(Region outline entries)
* * *

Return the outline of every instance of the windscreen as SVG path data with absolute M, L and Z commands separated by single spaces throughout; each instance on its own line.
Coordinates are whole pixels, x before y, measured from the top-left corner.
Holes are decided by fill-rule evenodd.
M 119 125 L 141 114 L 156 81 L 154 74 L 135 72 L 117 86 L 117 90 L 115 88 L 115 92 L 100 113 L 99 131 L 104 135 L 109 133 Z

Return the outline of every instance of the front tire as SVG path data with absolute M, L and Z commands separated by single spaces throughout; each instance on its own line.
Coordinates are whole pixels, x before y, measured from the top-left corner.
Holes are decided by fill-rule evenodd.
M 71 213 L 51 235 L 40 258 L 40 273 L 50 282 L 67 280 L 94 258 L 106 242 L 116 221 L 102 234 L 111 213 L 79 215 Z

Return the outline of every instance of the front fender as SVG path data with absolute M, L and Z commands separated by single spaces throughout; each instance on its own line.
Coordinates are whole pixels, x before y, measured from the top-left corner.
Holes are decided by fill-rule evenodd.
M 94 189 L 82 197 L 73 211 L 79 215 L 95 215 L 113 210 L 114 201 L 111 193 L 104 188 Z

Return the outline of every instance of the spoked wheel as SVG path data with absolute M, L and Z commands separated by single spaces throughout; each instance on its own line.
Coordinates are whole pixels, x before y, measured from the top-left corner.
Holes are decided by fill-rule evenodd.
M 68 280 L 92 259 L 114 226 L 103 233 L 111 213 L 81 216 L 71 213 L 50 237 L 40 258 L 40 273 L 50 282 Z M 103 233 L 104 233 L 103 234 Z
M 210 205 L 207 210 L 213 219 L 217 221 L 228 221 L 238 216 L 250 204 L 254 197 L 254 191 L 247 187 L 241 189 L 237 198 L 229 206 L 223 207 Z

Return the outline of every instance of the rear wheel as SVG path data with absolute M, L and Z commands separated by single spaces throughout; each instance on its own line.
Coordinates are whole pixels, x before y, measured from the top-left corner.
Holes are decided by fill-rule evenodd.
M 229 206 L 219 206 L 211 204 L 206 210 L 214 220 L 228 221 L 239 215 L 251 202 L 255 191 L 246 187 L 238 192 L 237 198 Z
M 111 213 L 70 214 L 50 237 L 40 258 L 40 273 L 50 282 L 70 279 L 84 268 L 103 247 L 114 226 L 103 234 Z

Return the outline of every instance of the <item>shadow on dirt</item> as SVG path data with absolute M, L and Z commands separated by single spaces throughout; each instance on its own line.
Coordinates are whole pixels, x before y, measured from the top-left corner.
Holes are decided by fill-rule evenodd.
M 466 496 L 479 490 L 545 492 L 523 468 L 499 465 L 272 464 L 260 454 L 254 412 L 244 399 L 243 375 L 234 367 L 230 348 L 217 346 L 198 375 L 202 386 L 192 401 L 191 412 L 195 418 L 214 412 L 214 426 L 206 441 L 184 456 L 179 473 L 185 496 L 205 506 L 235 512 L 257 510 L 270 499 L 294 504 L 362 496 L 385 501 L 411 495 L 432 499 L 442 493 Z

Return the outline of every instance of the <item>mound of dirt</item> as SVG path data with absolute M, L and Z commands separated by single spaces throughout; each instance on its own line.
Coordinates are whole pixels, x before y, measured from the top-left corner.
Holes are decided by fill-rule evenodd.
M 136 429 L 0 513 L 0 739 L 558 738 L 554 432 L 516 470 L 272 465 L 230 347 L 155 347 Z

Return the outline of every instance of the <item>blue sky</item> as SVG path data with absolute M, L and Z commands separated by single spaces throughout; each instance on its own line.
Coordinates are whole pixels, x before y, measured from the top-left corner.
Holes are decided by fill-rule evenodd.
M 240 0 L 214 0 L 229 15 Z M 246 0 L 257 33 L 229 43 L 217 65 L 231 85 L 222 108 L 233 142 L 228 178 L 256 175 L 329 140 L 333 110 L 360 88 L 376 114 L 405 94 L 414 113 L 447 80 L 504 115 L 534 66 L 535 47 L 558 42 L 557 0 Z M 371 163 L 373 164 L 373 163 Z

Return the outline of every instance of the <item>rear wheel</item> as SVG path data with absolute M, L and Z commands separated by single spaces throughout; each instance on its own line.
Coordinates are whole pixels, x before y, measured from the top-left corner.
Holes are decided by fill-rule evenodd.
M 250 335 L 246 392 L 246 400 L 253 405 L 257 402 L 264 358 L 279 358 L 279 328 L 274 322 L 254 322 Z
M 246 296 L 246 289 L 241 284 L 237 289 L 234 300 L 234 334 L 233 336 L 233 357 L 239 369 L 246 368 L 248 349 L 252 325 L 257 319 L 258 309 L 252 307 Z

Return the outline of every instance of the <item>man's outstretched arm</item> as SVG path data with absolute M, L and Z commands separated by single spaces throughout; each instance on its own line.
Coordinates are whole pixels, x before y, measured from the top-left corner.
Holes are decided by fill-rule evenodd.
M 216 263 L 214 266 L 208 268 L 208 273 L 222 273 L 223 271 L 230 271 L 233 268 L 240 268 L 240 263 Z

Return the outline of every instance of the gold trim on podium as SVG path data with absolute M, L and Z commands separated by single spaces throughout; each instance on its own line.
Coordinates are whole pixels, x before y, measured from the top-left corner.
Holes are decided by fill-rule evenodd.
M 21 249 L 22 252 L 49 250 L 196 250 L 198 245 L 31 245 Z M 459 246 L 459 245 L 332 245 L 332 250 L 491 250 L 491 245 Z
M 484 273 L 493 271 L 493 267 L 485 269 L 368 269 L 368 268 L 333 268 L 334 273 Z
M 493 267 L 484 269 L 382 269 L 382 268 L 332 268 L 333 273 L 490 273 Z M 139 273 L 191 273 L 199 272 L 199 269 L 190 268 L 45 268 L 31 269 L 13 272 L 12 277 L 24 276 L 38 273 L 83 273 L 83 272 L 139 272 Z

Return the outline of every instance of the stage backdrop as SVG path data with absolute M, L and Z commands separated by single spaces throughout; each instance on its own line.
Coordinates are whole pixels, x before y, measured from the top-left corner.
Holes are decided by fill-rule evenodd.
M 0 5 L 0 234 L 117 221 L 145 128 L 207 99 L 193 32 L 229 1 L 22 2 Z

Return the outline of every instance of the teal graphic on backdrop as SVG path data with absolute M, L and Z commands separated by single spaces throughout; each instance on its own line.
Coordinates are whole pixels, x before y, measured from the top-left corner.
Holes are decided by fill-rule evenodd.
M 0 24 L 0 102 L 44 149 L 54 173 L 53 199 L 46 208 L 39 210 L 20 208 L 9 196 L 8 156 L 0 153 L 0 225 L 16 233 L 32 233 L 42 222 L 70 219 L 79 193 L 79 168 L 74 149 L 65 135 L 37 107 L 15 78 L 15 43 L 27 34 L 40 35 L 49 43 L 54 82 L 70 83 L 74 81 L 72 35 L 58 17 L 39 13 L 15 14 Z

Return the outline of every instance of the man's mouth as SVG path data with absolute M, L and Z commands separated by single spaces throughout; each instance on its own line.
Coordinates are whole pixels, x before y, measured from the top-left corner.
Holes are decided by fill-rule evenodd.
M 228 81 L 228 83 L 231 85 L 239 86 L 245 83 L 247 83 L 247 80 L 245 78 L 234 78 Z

* * *

• _YOUR TASK_
Rewrite all of the items above with "whole pixels" changed to "integer pixels" wherever it occurs, leaving every other part untouched.

• _OUTPUT_
Return the outline of every instance of the windscreen as SVG path data with absolute M, L and Z commands separated by single spaces throughout; each instance on its own line.
Coordinates are integer pixels, x before y, measured from the top-left corner.
Holes are decided by fill-rule evenodd.
M 119 125 L 141 114 L 156 81 L 154 74 L 135 72 L 117 86 L 117 90 L 115 88 L 115 92 L 100 113 L 99 131 L 104 135 L 109 133 Z

Return the outline of every instance of the front tire as SVG path data with absolute M, L and Z commands separated by single spaces throughout; each instance on its own line.
Coordinates are integer pixels, x before y, measured from the top-left corner.
Holes are decided by fill-rule evenodd.
M 71 213 L 51 235 L 40 258 L 40 273 L 50 282 L 67 280 L 94 258 L 106 242 L 116 221 L 102 234 L 111 213 L 79 215 Z

Return the outline of every instance of the front fender as SVG path data with absolute M, L and Z commands separated by single spaces throughout; each instance on its own line.
Coordinates are integer pixels, x before y, measured from the top-left corner.
Holes are decided by fill-rule evenodd.
M 94 189 L 82 197 L 73 211 L 79 215 L 95 215 L 113 210 L 114 201 L 111 193 L 104 188 Z

Return the outline of every instance of the spoked wheel as SVG path data with absolute M, L and Z commands separated by single spaces throughout; each instance on its own line.
Coordinates are integer pixels, x before y, measured from the top-left corner.
Holes are decided by fill-rule evenodd.
M 68 280 L 92 259 L 114 226 L 103 233 L 111 213 L 81 216 L 71 213 L 50 237 L 40 258 L 40 273 L 50 282 Z M 103 233 L 104 233 L 103 234 Z
M 210 205 L 207 210 L 213 219 L 217 221 L 228 221 L 238 216 L 250 204 L 254 197 L 254 191 L 247 187 L 241 189 L 237 198 L 229 206 L 223 207 Z

Return the outline of every instance of the rear wheel as SVG path data with absolute M, L and Z commands separated by single spaces throughout; each instance on its own line.
Coordinates are integer pixels, x before y, measured from the top-left corner.
Holes are decided by fill-rule evenodd.
M 229 206 L 219 206 L 211 204 L 206 210 L 214 220 L 228 221 L 239 215 L 251 202 L 255 191 L 246 187 L 238 192 L 237 198 Z
M 111 213 L 70 214 L 50 237 L 40 258 L 40 273 L 50 282 L 70 279 L 84 268 L 103 247 L 114 226 L 103 234 Z

Return the outline of every instance of the <item>shadow on dirt</item> as SVG path data with absolute M, L and Z commands separated by single spaces throughout; each instance on its own line.
Coordinates are integer pixels, x before y, measured from the top-left corner.
Holes are decided by fill-rule evenodd.
M 466 496 L 479 490 L 545 492 L 523 468 L 499 465 L 272 464 L 260 454 L 254 412 L 244 399 L 243 375 L 234 367 L 230 348 L 217 346 L 198 375 L 202 386 L 192 401 L 191 412 L 195 418 L 214 412 L 214 426 L 206 441 L 184 456 L 179 473 L 185 496 L 205 506 L 235 512 L 257 510 L 270 499 L 294 504 L 362 496 L 385 501 L 411 495 L 432 499 L 442 493 Z

Return the outline of every instance of the <item>mound of dirt</item> as SVG path data with absolute M, L and Z commands separated by single spaces throughout; each instance on its own line.
Coordinates are integer pixels, x before y, measured from the top-left corner.
Holes are decided by fill-rule evenodd.
M 136 429 L 0 513 L 0 739 L 558 738 L 554 432 L 516 470 L 272 465 L 230 347 L 155 347 Z

Return the outline of every instance of the <item>blue sky</item> as SVG path data with absolute M, L and Z commands separated by single spaces throughout; each instance on its own line.
Coordinates are integer pixels, x before y, measured from the top-left corner.
Holes are decided by fill-rule evenodd.
M 240 0 L 214 0 L 229 15 Z M 246 0 L 257 33 L 229 43 L 217 65 L 231 85 L 222 108 L 233 142 L 228 178 L 256 175 L 329 140 L 333 110 L 360 88 L 376 114 L 405 94 L 414 113 L 447 80 L 504 115 L 534 66 L 535 47 L 558 42 L 557 0 Z M 371 163 L 373 164 L 373 163 Z

Return the outline of every instance of the <item>rear wheel</item> as SVG path data with absolute M, L and Z commands separated by single spaces throughout; each instance on its own line.
Coordinates are integer pixels, x before y, measured from the top-left corner.
Holes are decided by fill-rule evenodd.
M 250 335 L 246 392 L 246 400 L 253 405 L 257 402 L 264 358 L 279 358 L 279 328 L 274 322 L 254 322 Z
M 246 296 L 246 289 L 241 284 L 237 289 L 234 300 L 234 334 L 233 336 L 233 357 L 239 369 L 246 368 L 248 349 L 252 325 L 257 319 L 258 309 L 252 307 Z

Return the outline of every instance of the <item>man's outstretched arm</item> as SVG path data with absolute M, L and Z commands separated by single spaces throughout; each instance on its own line.
Coordinates are integer pixels, x before y, measured from the top-left corner.
Holes are decided by fill-rule evenodd.
M 216 263 L 214 266 L 208 268 L 208 273 L 222 273 L 223 271 L 230 271 L 233 268 L 240 268 L 240 263 Z

Return the outline of every instance of the gold trim on podium as SVG path data with absolute M, L and Z commands separated by single spaces throughout; each instance on its own line.
Coordinates are integer pixels, x before y, measured from the top-left corner.
Holes are decided by fill-rule evenodd.
M 21 249 L 22 252 L 49 250 L 196 250 L 198 245 L 31 245 Z M 459 246 L 459 245 L 332 245 L 332 250 L 491 250 L 491 245 Z
M 484 273 L 493 271 L 493 267 L 485 269 L 368 269 L 368 268 L 333 268 L 334 273 Z
M 493 267 L 484 269 L 382 269 L 382 268 L 332 268 L 333 273 L 490 273 Z M 139 273 L 191 273 L 199 272 L 199 269 L 190 268 L 45 268 L 31 269 L 13 272 L 12 277 L 24 276 L 38 273 L 83 273 L 83 272 L 139 272 Z

Return the outline of every instance of the stage backdrop as SVG path data with absolute M, L and Z commands separated by single spaces throughout; each instance on its own line.
Coordinates are integer pixels, x before y, measured from the top-left corner.
Holes are decided by fill-rule evenodd.
M 0 5 L 0 234 L 117 221 L 145 128 L 207 99 L 193 32 L 229 1 L 22 2 Z

Return the outline of every instance of the teal graphic on backdrop as SVG path data with absolute M, L and Z commands separated by single spaces throughout; each instance on its own line.
Coordinates are integer pixels, x before y, measured from the top-left corner.
Holes are decided by fill-rule evenodd.
M 0 24 L 0 102 L 44 149 L 54 173 L 53 199 L 46 208 L 39 210 L 20 208 L 9 196 L 8 156 L 0 153 L 0 225 L 16 233 L 32 233 L 42 222 L 70 219 L 79 193 L 79 168 L 74 149 L 65 135 L 37 107 L 15 78 L 15 43 L 27 34 L 40 35 L 49 43 L 54 82 L 70 83 L 74 81 L 72 35 L 58 17 L 39 13 L 15 14 Z

Return the outline of every instance of the man's mouth as SVG path data with absolute M, L and Z commands separated by single spaces throughout; each instance on its own line.
Coordinates are integer pixels, x before y, measured from the top-left corner.
Holes are decided by fill-rule evenodd.
M 228 81 L 228 83 L 231 85 L 239 86 L 245 83 L 247 83 L 247 80 L 245 78 L 234 78 Z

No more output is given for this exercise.